[Task material Boundary: Start]

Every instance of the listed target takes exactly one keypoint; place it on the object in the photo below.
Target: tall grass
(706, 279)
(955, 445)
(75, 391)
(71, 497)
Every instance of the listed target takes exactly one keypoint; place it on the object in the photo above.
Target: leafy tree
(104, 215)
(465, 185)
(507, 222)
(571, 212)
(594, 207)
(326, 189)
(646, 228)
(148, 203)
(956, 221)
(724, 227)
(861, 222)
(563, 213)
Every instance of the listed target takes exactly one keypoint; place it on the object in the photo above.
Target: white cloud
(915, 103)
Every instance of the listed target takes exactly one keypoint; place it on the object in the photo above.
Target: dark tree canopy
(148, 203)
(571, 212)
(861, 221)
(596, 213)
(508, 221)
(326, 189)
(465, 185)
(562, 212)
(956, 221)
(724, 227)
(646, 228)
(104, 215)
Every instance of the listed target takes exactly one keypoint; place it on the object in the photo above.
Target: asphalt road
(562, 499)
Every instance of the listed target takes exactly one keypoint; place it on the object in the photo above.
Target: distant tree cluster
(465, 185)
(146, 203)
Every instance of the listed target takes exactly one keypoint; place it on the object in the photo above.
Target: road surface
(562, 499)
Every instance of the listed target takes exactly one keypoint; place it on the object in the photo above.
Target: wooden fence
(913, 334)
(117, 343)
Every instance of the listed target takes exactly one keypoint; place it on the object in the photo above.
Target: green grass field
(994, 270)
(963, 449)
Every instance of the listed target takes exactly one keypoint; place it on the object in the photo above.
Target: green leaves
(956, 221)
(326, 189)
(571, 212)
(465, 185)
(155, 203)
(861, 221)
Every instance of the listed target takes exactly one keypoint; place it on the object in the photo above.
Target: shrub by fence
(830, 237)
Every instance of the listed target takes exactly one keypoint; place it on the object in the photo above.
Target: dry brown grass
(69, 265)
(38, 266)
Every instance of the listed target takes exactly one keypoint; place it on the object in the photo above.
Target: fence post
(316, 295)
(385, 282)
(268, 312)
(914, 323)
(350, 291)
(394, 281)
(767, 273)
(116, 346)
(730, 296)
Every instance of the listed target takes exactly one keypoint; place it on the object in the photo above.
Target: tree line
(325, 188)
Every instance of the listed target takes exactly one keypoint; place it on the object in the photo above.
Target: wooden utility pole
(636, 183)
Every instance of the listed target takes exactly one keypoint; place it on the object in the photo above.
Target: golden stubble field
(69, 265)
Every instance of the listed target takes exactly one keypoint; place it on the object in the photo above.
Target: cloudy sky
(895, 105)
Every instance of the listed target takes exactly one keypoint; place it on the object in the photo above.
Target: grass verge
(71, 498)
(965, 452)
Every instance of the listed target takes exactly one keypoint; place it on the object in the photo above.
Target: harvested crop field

[Task material Boundary: End]

- Problem statement: Restate the listing in full, word for word.

- Exercise result:
Every instance of the listed target takes exactly one keypoint; place it on the object in the photo below.
Target: tall grass
(706, 279)
(955, 445)
(75, 391)
(71, 497)
Every instance of the listed target takes exactly one keypoint; place it on the object in the photo above.
Target: leafy tree
(104, 215)
(465, 185)
(507, 222)
(571, 212)
(594, 207)
(326, 189)
(646, 228)
(148, 203)
(956, 221)
(724, 227)
(861, 222)
(563, 213)
Every instance of the listed target takes exactly one keypoint; place it on the object in the photo above.
Target: white cloud
(915, 103)
Every instance of the listed target takes exactly one keypoint; place it on the object in the photo above.
Target: dark tree canopy
(148, 203)
(571, 212)
(861, 221)
(596, 213)
(508, 221)
(326, 189)
(465, 185)
(562, 212)
(956, 221)
(724, 227)
(646, 228)
(104, 215)
Every instance of the listed target takes exactly one keypoint; place it on the object in the photo above.
Target: asphalt road
(562, 499)
Every instance of the listed target takes exactly one keypoint; place it on the object in the photo above.
Target: distant tree cluster
(465, 185)
(146, 203)
Every instance of the listed target takes exactly one keypoint; place it on the object in the photo above.
Target: road surface
(562, 499)
Every instance of the listed target takes exactly one keypoint; place it on the object in the photo above.
Target: wooden fence
(913, 334)
(117, 343)
Every instance of the listed target takes exactly one keypoint; place it on the object in the photo above.
Target: green grass field
(994, 270)
(963, 449)
Every instance of the listed target takes exactly one keypoint; place it on the object in the photo above.
Target: green leaves
(956, 221)
(326, 189)
(571, 212)
(465, 185)
(155, 203)
(861, 221)
Every instance of the listed target takes exactly one keypoint; place it on the object in the photo above.
Target: shrub by fence
(830, 237)
Every instance of the listed target takes exactly one keypoint; place it on the object in the photo above.
Target: dry brown grass
(69, 265)
(38, 266)
Every instance of the listed target takes exactly one keypoint; place it on the object in the photo above.
Target: fence post
(316, 295)
(385, 282)
(268, 312)
(914, 323)
(350, 291)
(394, 281)
(767, 273)
(116, 346)
(730, 296)
Every instance of the listed target takes exactly one keypoint; place it on the object in the photo above.
Target: tree line
(325, 188)
Every instance of the listed target takes exactly one keypoint; place it on the object in the photo above.
Target: wooden utility pole
(636, 183)
Every instance of the listed target takes exactly one keypoint; place it on the object in the photo above.
Target: golden stubble field
(69, 265)
Every instance of the listed target takes exactly one keypoint; place it on the object in the photo above.
Target: cloudy sky
(895, 105)
Every instance of the listed target takes exactly one keypoint; place it on the object in the photo above.
Target: grass verge
(71, 498)
(965, 452)
Every instance of the listed target takes exactly one keypoint; place it on the object in the photo above.
Target: harvested crop field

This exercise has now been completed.